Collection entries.
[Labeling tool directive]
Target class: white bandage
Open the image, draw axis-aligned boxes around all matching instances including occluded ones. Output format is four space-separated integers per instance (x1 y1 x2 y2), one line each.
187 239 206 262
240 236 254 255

WHAT NEEDS TO BE DONE. Update the listing above by replacing "Target class" with "Object class" and leaving all other text unchanged.

REPLY.
[Labeling tool directive]
Object class: white bandage
Open the image, draw axis-aligned boxes around all matching instances including occluded ones. Output format is four space-separated integers per instance (x1 y1 x2 y2), one line each.
187 239 206 262
240 236 254 255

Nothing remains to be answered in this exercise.